### DIRECTION
Rewrite the material below with "Target" swapped for "Query" and everything else left unchanged. Leave the pictures out.

### Object pointing dataset rows
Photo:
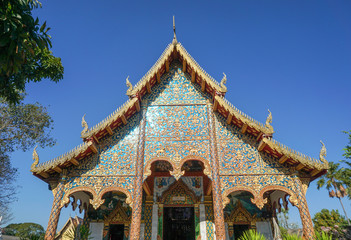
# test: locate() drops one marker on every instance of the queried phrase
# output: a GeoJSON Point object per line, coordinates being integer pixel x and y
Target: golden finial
{"type": "Point", "coordinates": [174, 34]}
{"type": "Point", "coordinates": [35, 157]}
{"type": "Point", "coordinates": [130, 87]}
{"type": "Point", "coordinates": [323, 153]}
{"type": "Point", "coordinates": [85, 126]}
{"type": "Point", "coordinates": [224, 81]}
{"type": "Point", "coordinates": [269, 121]}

### TASK SOLUTION
Photo:
# test: locate() drops one marker on every instance of the queried phrase
# output: a GeoJSON Point object per line, coordinates being integer pixel x and y
Query: golden finial
{"type": "Point", "coordinates": [174, 34]}
{"type": "Point", "coordinates": [35, 157]}
{"type": "Point", "coordinates": [130, 87]}
{"type": "Point", "coordinates": [323, 153]}
{"type": "Point", "coordinates": [85, 126]}
{"type": "Point", "coordinates": [224, 81]}
{"type": "Point", "coordinates": [269, 121]}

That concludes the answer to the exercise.